• AVAILABLE DATA
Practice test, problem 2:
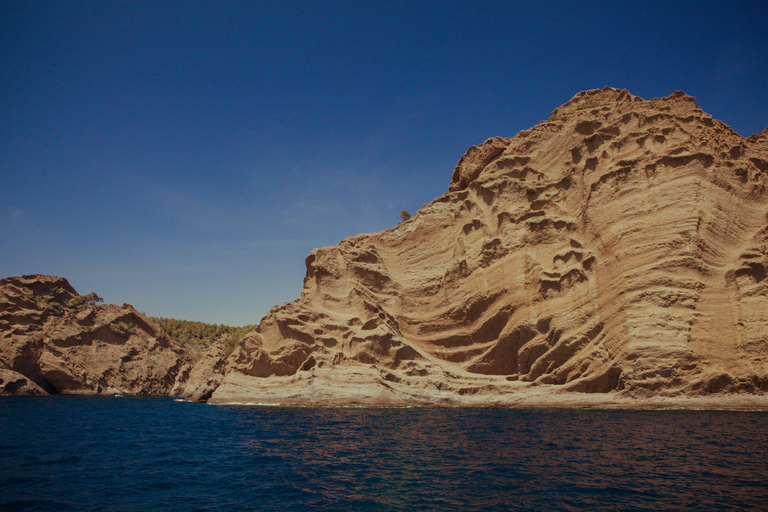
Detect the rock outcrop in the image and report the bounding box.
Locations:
[170,337,233,402]
[207,87,768,406]
[0,275,190,395]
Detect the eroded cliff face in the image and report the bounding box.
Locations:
[208,87,768,405]
[0,275,190,395]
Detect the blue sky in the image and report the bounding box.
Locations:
[2,1,767,326]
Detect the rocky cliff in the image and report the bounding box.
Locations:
[206,87,768,406]
[0,275,190,395]
[4,88,767,407]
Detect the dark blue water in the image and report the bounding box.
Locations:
[1,397,767,511]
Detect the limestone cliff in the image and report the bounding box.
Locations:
[208,87,768,406]
[0,275,190,395]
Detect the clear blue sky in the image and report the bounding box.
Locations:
[2,1,767,325]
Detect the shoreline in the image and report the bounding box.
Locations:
[202,368,768,411]
[4,392,768,411]
[209,397,768,411]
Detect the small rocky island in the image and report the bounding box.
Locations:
[3,87,768,408]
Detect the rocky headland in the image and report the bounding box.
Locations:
[0,274,189,395]
[3,87,768,408]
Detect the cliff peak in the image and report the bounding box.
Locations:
[449,87,723,192]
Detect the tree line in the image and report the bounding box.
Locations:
[149,316,256,356]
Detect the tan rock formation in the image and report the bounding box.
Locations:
[208,87,768,406]
[170,337,232,402]
[0,275,190,395]
[0,369,46,395]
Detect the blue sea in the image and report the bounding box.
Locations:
[1,396,767,511]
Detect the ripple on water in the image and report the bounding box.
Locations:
[1,398,768,511]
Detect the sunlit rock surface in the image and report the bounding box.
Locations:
[0,275,189,395]
[209,87,768,406]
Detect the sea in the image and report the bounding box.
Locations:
[1,396,767,511]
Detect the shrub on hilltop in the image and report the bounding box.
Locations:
[149,317,255,359]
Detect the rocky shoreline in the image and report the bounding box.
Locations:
[3,88,768,409]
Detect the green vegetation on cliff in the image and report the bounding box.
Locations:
[149,317,255,359]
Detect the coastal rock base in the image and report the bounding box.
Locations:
[209,366,768,410]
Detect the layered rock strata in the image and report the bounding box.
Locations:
[170,337,232,402]
[209,87,768,405]
[0,275,189,395]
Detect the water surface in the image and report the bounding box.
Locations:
[1,396,767,511]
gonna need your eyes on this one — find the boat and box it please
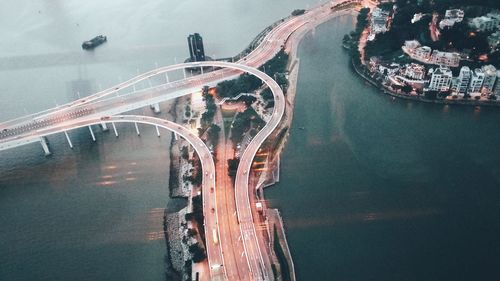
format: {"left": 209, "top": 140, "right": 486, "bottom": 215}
{"left": 82, "top": 35, "right": 107, "bottom": 50}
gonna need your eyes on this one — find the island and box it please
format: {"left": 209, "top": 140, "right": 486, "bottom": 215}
{"left": 345, "top": 0, "right": 500, "bottom": 105}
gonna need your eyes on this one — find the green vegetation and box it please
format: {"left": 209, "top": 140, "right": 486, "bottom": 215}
{"left": 207, "top": 124, "right": 221, "bottom": 147}
{"left": 227, "top": 158, "right": 239, "bottom": 178}
{"left": 184, "top": 155, "right": 202, "bottom": 186}
{"left": 216, "top": 74, "right": 262, "bottom": 98}
{"left": 259, "top": 49, "right": 289, "bottom": 78}
{"left": 181, "top": 146, "right": 189, "bottom": 160}
{"left": 343, "top": 8, "right": 369, "bottom": 65}
{"left": 273, "top": 224, "right": 291, "bottom": 281}
{"left": 185, "top": 194, "right": 205, "bottom": 242}
{"left": 188, "top": 243, "right": 206, "bottom": 263}
{"left": 364, "top": 0, "right": 499, "bottom": 63}
{"left": 230, "top": 107, "right": 265, "bottom": 144}
{"left": 201, "top": 86, "right": 217, "bottom": 126}
{"left": 217, "top": 49, "right": 289, "bottom": 98}
{"left": 187, "top": 228, "right": 198, "bottom": 237}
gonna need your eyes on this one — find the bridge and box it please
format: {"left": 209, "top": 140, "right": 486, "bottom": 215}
{"left": 0, "top": 1, "right": 358, "bottom": 280}
{"left": 0, "top": 60, "right": 283, "bottom": 281}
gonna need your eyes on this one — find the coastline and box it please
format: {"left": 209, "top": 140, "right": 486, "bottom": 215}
{"left": 351, "top": 59, "right": 500, "bottom": 107}
{"left": 348, "top": 6, "right": 500, "bottom": 108}
{"left": 253, "top": 8, "right": 360, "bottom": 281}
{"left": 163, "top": 6, "right": 361, "bottom": 280}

• ACTION ITEM
Repeat the material above exactly; any picture in it is left out.

• EXERCISE OUTPUT
Practice test, problem 2:
Detect the rock outcrop in the image and report the bounding box.
Locations:
[170,337,233,402]
[207,87,768,406]
[0,275,190,395]
Detect the eroded cliff face in the image and report the bounding box.
Locations:
[208,87,768,405]
[0,275,190,395]
Detect the blue sky in the image and report the bounding box.
Locations:
[2,1,767,326]
Detect the rocky cliff in the image and report the bounding box.
Locations:
[206,87,768,406]
[0,275,190,395]
[4,88,767,407]
Detect the dark blue water in the image and report the bounding box.
Locations:
[1,397,767,511]
Detect the limestone cliff in the image and report the bounding box.
Locations:
[208,87,768,406]
[0,275,190,395]
Detect the clear blue sky in the image and report the bounding box.
Locations:
[2,1,767,325]
Detect the shoreline in the image and report the bounding box.
Locations:
[202,368,768,411]
[4,392,768,411]
[209,397,768,411]
Detect the small rocky island in the image and report the bounding box.
Locations:
[3,87,768,408]
Detect the rocky headland in the image and report the bounding box.
Locations:
[0,274,189,395]
[3,87,768,408]
Detect the cliff peak in the image and report the bounding box.
Locations:
[449,87,723,192]
Detect the tree line in the image and report the bounding box.
Locations:
[149,316,256,356]
Detect the tan rock formation in the image and report the bounding box.
Locations:
[208,87,768,406]
[170,337,232,402]
[0,275,190,395]
[0,369,46,395]
Detect the blue sea in the image and report the bounding box.
Locations:
[1,396,767,511]
Detect the ripple on water in the image and report the bounding box.
Locations:
[1,398,768,511]
Detect the sunlit rock surface in the image and report the bounding box.
Locations:
[0,275,189,395]
[209,87,768,406]
Detect the sea in the image and report the bounding box.
Locations:
[1,396,767,511]
Detect the shrub on hilltop in the image and report the bounding box.
Locations:
[149,317,255,359]
Detect the rocky shoreline in the image and report the bounding box.
Locations:
[3,88,768,409]
Detect the green vegetation on cliff in the image and report the bounding box.
Locations:
[149,317,255,359]
Detect the coastal rock base in the image and report the bounding box.
Locations:
[209,366,768,410]
Detect the layered rock strata in the image and report the bounding box.
Locations:
[170,337,232,402]
[209,87,768,405]
[0,275,189,395]
Detect the water surface in the image and report the bounding box.
Locations:
[1,396,767,511]
gonna need your eyes on this one — find the boat and box it please
format: {"left": 209, "top": 140, "right": 486, "bottom": 215}
{"left": 82, "top": 35, "right": 107, "bottom": 50}
gonna need your eyes on this one — find the island and box it please
format: {"left": 209, "top": 140, "right": 486, "bottom": 215}
{"left": 345, "top": 0, "right": 500, "bottom": 105}
gonna need your eyes on this one — find the green vegetation and box it please
format: {"left": 209, "top": 140, "right": 486, "bottom": 215}
{"left": 207, "top": 124, "right": 221, "bottom": 147}
{"left": 227, "top": 158, "right": 239, "bottom": 178}
{"left": 184, "top": 155, "right": 202, "bottom": 186}
{"left": 216, "top": 74, "right": 262, "bottom": 98}
{"left": 259, "top": 49, "right": 289, "bottom": 78}
{"left": 181, "top": 146, "right": 189, "bottom": 160}
{"left": 343, "top": 8, "right": 369, "bottom": 65}
{"left": 273, "top": 224, "right": 291, "bottom": 281}
{"left": 185, "top": 194, "right": 205, "bottom": 242}
{"left": 188, "top": 243, "right": 206, "bottom": 263}
{"left": 364, "top": 0, "right": 499, "bottom": 63}
{"left": 230, "top": 107, "right": 265, "bottom": 144}
{"left": 201, "top": 86, "right": 217, "bottom": 126}
{"left": 217, "top": 49, "right": 289, "bottom": 98}
{"left": 187, "top": 228, "right": 198, "bottom": 237}
gonna need your eyes on this one — find the bridge and box it please
format: {"left": 209, "top": 140, "right": 486, "bottom": 215}
{"left": 0, "top": 1, "right": 358, "bottom": 280}
{"left": 0, "top": 60, "right": 283, "bottom": 281}
gonna need your eyes on this one — find the coastline and box it please
format: {"left": 209, "top": 140, "right": 486, "bottom": 215}
{"left": 351, "top": 59, "right": 500, "bottom": 107}
{"left": 348, "top": 6, "right": 500, "bottom": 108}
{"left": 253, "top": 8, "right": 360, "bottom": 281}
{"left": 163, "top": 6, "right": 361, "bottom": 280}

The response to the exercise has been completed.